■ SET EXERCISE:
Extend the passage on connecting to CrateDB through its SQLAlchemy dialect, starting right after its last sentence.

START EXTRACT PROVIDED

The CrateDB SQLAlchemy dialect is validated to work with SQLAlchemy versions
``1.3``, ``1.4``, and ``2.0``.

.. SEEALSO::

    For general help using SQLAlchemy, consult the :ref:`SQLAlchemy tutorial
    <sa:unified_tutorial>` or the `SQLAlchemy library`_.

    Supplementary information about the CrateDB SQLAlchemy dialect can be found
    in the :ref:`data types appendix <data-types-sqlalchemy>`.

    Code examples for using the CrateDB SQLAlchemy dialect can be found at
    :ref:`sqlalchemy-by-example`.


.. _connecting:

Connecting
==========

.. _database-urls:

Database URLs
-------------

In an SQLAlchemy context, database addresses are represented by *Uniform Resource
Locators* (URL_) called :ref:`sa:database_urls`.

The simplest database URL for CrateDB looks like this::

    crate://<HOST>/[?option=value]

Here, ``<HOST>`` is the node *host string*. After the host, additional query
parameters can be specified to adjust some connection settings.

A host string looks like this::

    [<USERNAME>:<PASSWORD>@]<HOST_ADDR>:<PORT>

Here, ``<HOST_ADDR>`` is the hostname or IP address of the CrateDB node and
``<PORT>`` is a valid :ref:`crate-reference:psql.port` number.

END EXTRACT PROVIDED
START ROWS

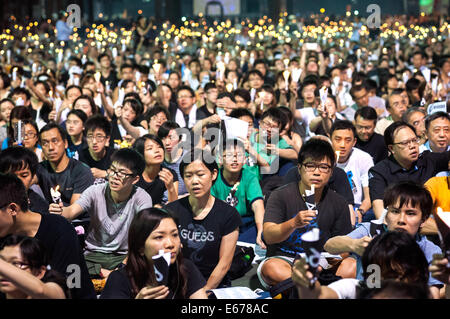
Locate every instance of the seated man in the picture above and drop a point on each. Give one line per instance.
(97, 155)
(367, 140)
(239, 187)
(437, 126)
(287, 216)
(271, 124)
(111, 207)
(23, 163)
(404, 163)
(72, 177)
(408, 206)
(57, 235)
(355, 163)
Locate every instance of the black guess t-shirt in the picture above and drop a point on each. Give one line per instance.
(201, 239)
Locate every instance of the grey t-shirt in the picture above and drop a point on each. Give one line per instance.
(108, 228)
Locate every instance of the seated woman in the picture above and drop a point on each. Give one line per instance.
(152, 230)
(24, 272)
(395, 253)
(156, 178)
(209, 227)
(75, 129)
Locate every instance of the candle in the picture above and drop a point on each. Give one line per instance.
(286, 75)
(56, 195)
(98, 76)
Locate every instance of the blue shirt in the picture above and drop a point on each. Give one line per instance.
(428, 248)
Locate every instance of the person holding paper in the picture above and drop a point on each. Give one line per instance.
(209, 227)
(396, 254)
(409, 207)
(151, 231)
(239, 187)
(289, 212)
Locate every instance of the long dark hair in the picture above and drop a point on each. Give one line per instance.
(36, 256)
(139, 269)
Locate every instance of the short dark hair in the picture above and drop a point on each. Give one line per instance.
(98, 121)
(408, 192)
(80, 113)
(186, 88)
(51, 126)
(13, 191)
(241, 111)
(166, 127)
(129, 158)
(156, 110)
(430, 118)
(398, 255)
(197, 154)
(392, 129)
(243, 93)
(16, 158)
(343, 125)
(316, 149)
(367, 113)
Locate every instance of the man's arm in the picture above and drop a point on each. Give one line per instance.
(227, 249)
(70, 212)
(258, 210)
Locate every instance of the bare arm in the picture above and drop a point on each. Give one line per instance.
(30, 284)
(227, 248)
(258, 210)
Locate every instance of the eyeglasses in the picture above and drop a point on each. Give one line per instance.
(232, 155)
(311, 167)
(98, 138)
(54, 141)
(404, 144)
(118, 174)
(29, 135)
(269, 125)
(20, 265)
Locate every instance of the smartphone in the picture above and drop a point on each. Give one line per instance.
(311, 46)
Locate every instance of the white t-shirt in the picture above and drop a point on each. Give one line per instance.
(357, 169)
(345, 288)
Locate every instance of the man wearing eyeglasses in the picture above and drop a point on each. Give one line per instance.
(404, 163)
(111, 207)
(287, 216)
(97, 155)
(72, 176)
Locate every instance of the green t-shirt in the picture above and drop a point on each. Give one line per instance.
(260, 148)
(247, 191)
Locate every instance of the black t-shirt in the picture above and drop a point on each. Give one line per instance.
(333, 217)
(389, 171)
(62, 244)
(37, 203)
(73, 180)
(118, 285)
(375, 146)
(102, 164)
(338, 182)
(156, 188)
(201, 239)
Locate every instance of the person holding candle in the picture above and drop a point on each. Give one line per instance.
(55, 233)
(111, 208)
(287, 215)
(409, 205)
(150, 231)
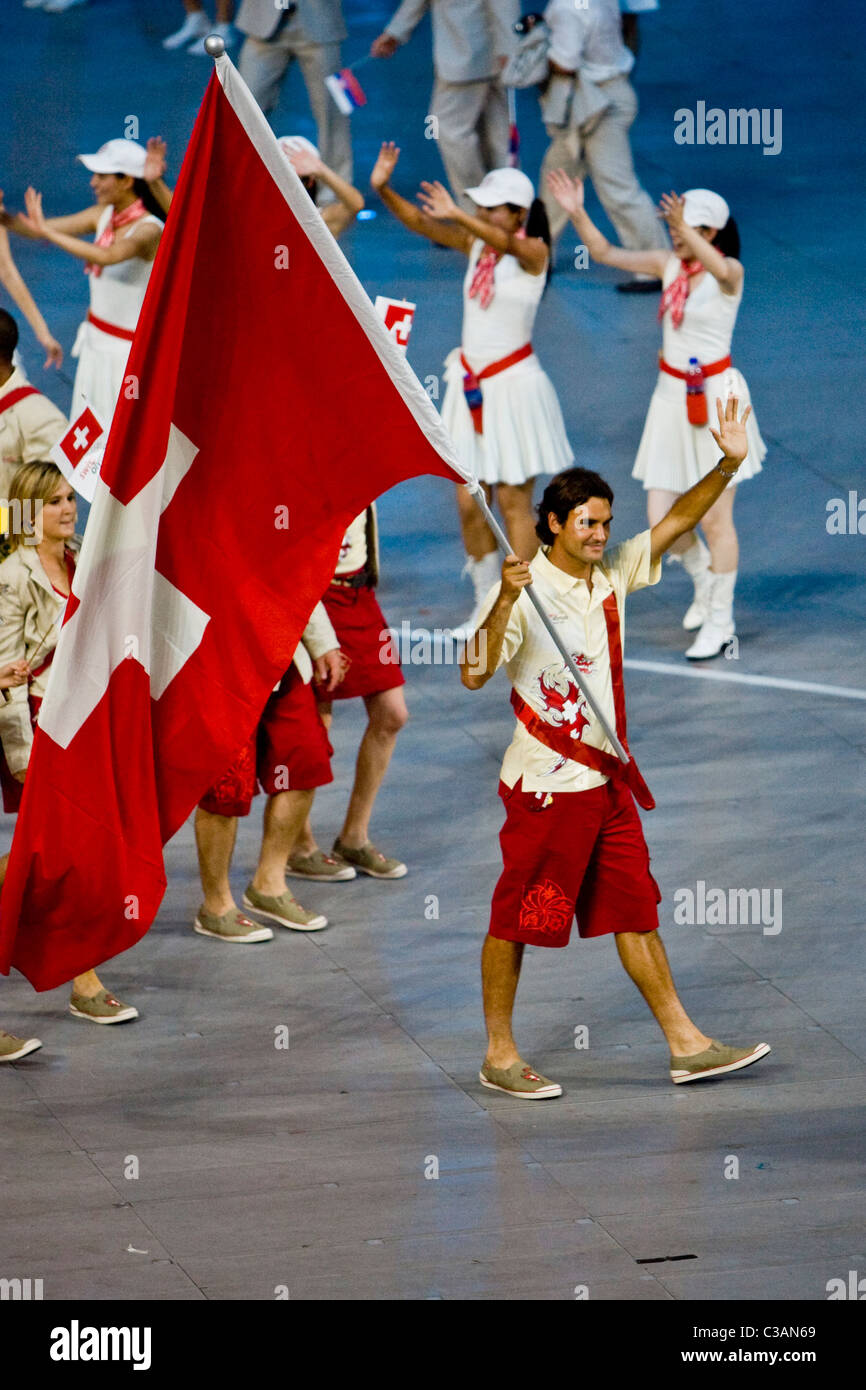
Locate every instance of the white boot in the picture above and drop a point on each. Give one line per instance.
(484, 573)
(697, 563)
(717, 627)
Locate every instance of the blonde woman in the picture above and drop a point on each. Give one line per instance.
(35, 583)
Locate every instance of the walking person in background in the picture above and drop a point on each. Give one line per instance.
(471, 42)
(196, 27)
(309, 31)
(35, 583)
(702, 282)
(588, 109)
(127, 221)
(499, 405)
(316, 175)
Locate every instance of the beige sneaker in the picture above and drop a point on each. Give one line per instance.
(520, 1082)
(370, 861)
(13, 1048)
(715, 1061)
(231, 926)
(102, 1008)
(285, 909)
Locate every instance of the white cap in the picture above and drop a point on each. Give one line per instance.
(117, 157)
(295, 143)
(705, 209)
(503, 186)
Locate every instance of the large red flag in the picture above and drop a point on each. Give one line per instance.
(271, 407)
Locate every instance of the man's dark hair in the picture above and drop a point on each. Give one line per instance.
(9, 335)
(566, 491)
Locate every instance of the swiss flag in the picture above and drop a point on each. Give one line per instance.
(273, 407)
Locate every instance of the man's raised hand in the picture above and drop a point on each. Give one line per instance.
(731, 437)
(516, 574)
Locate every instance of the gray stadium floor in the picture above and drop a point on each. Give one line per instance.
(306, 1168)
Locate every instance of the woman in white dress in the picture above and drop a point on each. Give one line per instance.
(702, 288)
(127, 221)
(499, 405)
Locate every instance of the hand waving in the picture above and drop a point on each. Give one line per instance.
(385, 164)
(731, 437)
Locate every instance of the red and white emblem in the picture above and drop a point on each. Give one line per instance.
(396, 316)
(78, 456)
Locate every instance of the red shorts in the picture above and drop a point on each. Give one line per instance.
(359, 624)
(583, 855)
(289, 751)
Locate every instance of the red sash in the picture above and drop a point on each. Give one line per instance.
(473, 378)
(14, 396)
(711, 370)
(110, 328)
(559, 740)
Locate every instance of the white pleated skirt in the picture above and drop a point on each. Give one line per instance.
(524, 432)
(674, 455)
(102, 363)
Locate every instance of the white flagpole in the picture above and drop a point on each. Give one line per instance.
(477, 491)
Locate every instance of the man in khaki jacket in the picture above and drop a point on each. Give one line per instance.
(29, 423)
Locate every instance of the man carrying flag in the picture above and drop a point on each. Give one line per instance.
(216, 527)
(572, 843)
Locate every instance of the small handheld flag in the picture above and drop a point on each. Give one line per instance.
(346, 91)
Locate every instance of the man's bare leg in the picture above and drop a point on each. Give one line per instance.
(214, 844)
(284, 819)
(645, 961)
(387, 716)
(501, 963)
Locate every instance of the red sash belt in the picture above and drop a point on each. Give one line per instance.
(473, 378)
(712, 369)
(559, 740)
(110, 328)
(14, 396)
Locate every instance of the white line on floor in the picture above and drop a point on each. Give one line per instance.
(741, 679)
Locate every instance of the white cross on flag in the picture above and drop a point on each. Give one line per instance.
(78, 455)
(268, 389)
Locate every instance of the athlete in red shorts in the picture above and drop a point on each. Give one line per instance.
(288, 756)
(374, 676)
(572, 843)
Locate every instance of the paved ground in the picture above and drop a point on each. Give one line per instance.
(312, 1166)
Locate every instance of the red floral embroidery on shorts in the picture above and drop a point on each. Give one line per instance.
(545, 908)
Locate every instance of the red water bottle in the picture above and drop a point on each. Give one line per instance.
(695, 395)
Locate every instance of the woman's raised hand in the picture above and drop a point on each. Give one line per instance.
(437, 202)
(569, 192)
(34, 218)
(672, 209)
(154, 160)
(385, 164)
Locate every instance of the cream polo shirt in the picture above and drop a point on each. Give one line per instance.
(28, 430)
(540, 676)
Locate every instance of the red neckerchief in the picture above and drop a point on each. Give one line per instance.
(483, 285)
(106, 236)
(677, 292)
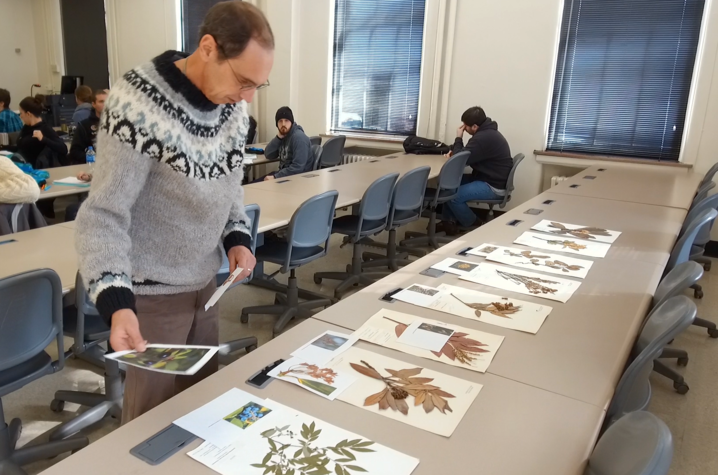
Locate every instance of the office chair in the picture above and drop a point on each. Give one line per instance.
(448, 186)
(307, 240)
(501, 203)
(31, 318)
(371, 219)
(638, 443)
(406, 206)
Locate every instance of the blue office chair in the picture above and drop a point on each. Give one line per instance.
(31, 318)
(638, 443)
(449, 181)
(407, 203)
(371, 219)
(307, 240)
(667, 321)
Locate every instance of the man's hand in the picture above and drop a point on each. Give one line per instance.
(125, 332)
(240, 256)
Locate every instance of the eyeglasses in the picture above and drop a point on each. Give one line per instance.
(242, 87)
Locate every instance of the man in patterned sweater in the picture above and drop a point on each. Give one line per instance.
(167, 196)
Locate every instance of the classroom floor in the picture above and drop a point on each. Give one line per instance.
(692, 418)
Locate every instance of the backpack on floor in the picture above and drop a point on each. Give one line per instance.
(424, 146)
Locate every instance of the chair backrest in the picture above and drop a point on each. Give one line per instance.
(704, 232)
(311, 224)
(375, 205)
(682, 250)
(30, 316)
(709, 175)
(409, 193)
(702, 193)
(666, 322)
(510, 181)
(253, 213)
(317, 156)
(680, 278)
(333, 152)
(639, 443)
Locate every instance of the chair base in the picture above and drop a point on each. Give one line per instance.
(289, 305)
(12, 459)
(101, 405)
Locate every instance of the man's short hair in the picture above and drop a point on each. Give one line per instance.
(5, 97)
(473, 116)
(83, 94)
(98, 92)
(232, 24)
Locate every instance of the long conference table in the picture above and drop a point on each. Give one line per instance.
(544, 396)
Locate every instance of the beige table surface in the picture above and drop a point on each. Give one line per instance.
(51, 247)
(634, 185)
(510, 429)
(58, 173)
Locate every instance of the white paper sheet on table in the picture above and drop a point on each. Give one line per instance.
(252, 455)
(521, 281)
(589, 233)
(315, 378)
(541, 261)
(455, 266)
(563, 244)
(468, 348)
(232, 416)
(325, 347)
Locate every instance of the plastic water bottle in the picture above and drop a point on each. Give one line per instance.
(90, 159)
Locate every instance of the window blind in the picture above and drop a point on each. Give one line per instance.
(193, 13)
(623, 77)
(377, 66)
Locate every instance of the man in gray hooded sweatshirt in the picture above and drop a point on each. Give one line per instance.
(291, 146)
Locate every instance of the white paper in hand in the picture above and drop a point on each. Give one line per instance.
(222, 288)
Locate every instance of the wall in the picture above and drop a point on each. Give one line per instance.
(18, 71)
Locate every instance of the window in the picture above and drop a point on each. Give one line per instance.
(623, 77)
(193, 13)
(377, 66)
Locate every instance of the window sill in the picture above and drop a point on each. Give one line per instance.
(576, 159)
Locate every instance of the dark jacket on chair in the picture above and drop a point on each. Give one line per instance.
(490, 155)
(294, 152)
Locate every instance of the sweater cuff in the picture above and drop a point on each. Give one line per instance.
(237, 238)
(113, 299)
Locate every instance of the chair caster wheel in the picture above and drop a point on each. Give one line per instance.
(681, 388)
(57, 405)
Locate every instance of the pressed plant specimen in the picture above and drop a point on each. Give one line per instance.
(292, 453)
(400, 385)
(533, 284)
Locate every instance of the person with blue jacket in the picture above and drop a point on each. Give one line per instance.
(291, 146)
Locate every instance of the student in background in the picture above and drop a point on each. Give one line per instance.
(38, 143)
(9, 121)
(291, 146)
(86, 131)
(491, 162)
(83, 97)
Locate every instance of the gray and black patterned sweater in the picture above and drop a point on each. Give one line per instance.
(166, 193)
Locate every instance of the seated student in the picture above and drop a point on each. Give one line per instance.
(86, 132)
(38, 143)
(83, 97)
(291, 145)
(491, 162)
(9, 121)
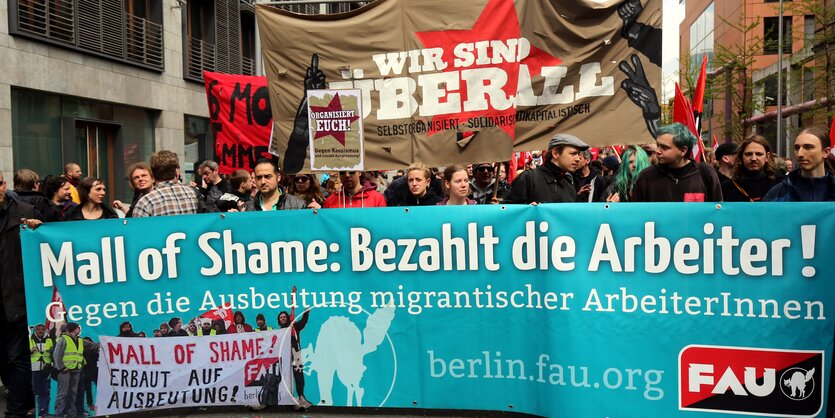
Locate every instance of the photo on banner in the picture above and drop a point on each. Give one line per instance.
(241, 119)
(336, 134)
(446, 82)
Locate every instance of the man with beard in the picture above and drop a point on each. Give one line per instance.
(270, 195)
(284, 321)
(676, 177)
(354, 194)
(15, 366)
(754, 173)
(239, 326)
(810, 182)
(553, 181)
(126, 330)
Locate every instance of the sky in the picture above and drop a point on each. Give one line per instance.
(673, 13)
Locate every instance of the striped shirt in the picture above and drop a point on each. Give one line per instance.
(167, 198)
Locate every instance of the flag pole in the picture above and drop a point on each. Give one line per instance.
(780, 136)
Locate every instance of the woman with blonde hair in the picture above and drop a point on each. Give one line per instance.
(457, 186)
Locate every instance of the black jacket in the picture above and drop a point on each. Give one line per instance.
(748, 188)
(285, 202)
(546, 184)
(11, 261)
(695, 182)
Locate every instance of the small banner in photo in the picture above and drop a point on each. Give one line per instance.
(335, 130)
(247, 369)
(242, 120)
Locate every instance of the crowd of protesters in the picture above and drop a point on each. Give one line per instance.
(664, 171)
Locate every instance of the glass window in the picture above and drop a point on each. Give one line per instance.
(771, 33)
(808, 31)
(104, 138)
(198, 140)
(36, 132)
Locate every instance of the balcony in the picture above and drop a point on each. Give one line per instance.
(107, 31)
(247, 66)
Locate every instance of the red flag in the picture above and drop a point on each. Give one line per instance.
(221, 312)
(683, 113)
(56, 310)
(511, 168)
(832, 134)
(699, 94)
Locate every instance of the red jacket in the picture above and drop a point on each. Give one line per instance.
(366, 197)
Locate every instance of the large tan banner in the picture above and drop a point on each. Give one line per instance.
(468, 81)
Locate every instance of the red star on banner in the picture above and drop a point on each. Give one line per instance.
(498, 21)
(334, 105)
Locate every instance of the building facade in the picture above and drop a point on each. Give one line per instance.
(104, 83)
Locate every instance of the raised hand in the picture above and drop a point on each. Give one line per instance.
(641, 93)
(629, 11)
(296, 152)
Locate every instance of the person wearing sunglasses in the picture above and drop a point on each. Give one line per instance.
(353, 193)
(306, 187)
(553, 181)
(418, 179)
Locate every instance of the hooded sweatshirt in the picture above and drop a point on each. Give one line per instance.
(238, 328)
(796, 188)
(691, 183)
(366, 197)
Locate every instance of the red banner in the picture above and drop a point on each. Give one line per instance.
(239, 108)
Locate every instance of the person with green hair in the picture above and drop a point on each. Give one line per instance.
(676, 177)
(621, 188)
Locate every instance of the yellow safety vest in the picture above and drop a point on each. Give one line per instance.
(38, 355)
(73, 354)
(200, 332)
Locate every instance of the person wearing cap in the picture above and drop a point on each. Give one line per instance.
(69, 360)
(754, 172)
(725, 155)
(600, 184)
(551, 182)
(676, 177)
(176, 325)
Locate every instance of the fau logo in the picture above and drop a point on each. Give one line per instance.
(751, 381)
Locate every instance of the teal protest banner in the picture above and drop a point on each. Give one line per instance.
(555, 310)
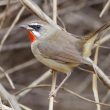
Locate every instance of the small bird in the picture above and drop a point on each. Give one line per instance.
(57, 49)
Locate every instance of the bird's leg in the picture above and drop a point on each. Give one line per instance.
(53, 93)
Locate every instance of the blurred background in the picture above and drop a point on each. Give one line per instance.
(79, 17)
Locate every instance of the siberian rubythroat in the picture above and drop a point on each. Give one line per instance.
(57, 49)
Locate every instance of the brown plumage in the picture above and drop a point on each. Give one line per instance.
(57, 49)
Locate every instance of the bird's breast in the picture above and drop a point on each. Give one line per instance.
(53, 64)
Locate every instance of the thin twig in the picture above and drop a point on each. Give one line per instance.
(54, 74)
(3, 19)
(8, 97)
(51, 101)
(67, 90)
(94, 81)
(106, 7)
(34, 83)
(19, 67)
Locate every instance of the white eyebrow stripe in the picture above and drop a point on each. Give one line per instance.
(37, 34)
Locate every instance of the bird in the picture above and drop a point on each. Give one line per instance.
(58, 49)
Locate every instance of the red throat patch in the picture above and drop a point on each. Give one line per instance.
(32, 37)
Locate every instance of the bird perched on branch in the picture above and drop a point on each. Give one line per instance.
(57, 49)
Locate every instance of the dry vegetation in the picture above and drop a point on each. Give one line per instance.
(21, 70)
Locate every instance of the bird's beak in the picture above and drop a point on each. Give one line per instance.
(26, 27)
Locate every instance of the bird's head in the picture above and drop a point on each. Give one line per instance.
(38, 31)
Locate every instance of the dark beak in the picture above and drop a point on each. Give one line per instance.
(26, 27)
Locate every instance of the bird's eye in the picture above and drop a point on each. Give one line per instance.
(35, 27)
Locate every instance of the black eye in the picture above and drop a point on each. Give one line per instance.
(35, 27)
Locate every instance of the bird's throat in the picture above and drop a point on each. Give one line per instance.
(32, 37)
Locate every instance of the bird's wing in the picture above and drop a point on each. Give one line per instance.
(62, 48)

END ROWS

■ EXPECTED ANSWER:
When authentication is needed, the credentials can be optionally supplied using
``<USERNAME>:<PASSWORD>@``. For connecting to an SSL-secured HTTP endpoint, you
can add the query parameter ``?ssl=true`` to the database URI.

Example database URIs:

- ``crate://localhost:4200``
- ``crate://crate-1.vm.example.com:4200``
- ``crate://username:password@crate-2.vm.example.com:4200/?ssl=true``
- ``crate://198.51.100.1:4200``

.. TIP::

    If ``<HOST>`` is blank (i.e. the database URI is just ``crate://``), then
    ``localhost:4200`` will be assumed.

Getting a connection
--------------------

Create an engine
................

You can connect to CrateDB using the ``create_engine`` method. This method
takes a :ref:`database URL <sa:database_urls>`.

Import the ``sa`` module, like so:

    >>> import sqlalchemy as sa

To connect to ``localhost:4200``, you can do this:

    >>> engine = sa.create_engine('crate://')

To connect to ``crate-1.vm.example.com:4200``, you would do this:

    >>> engine = sa.create_engine('crate://crate-1.vm.example.com:4200')

If your CrateDB cluster has multiple nodes, however, we recommend that you
configure all of them. You can do that by specifying the ``crate://`` database
URL and passing in a list of :ref:`host strings <database-urls>` passed using
the ``connect_args`` argument, like so:

    >>> engine = sa.create_engine('crate://', connect_args={
    ...     'servers': ['198.51.100.1:4200', '198.51.100.2:4200']
    ... })

When you do this, the Database API layer will use its :ref:`round-robin
<multiple-nodes>` implementation.

The client validates :ref:`SSL server certificates <crate-reference:admin_ssl>`
by default. For further adjusting this behaviour, SSL verification options can
be passed in by using the ``connect_args`` dictionary.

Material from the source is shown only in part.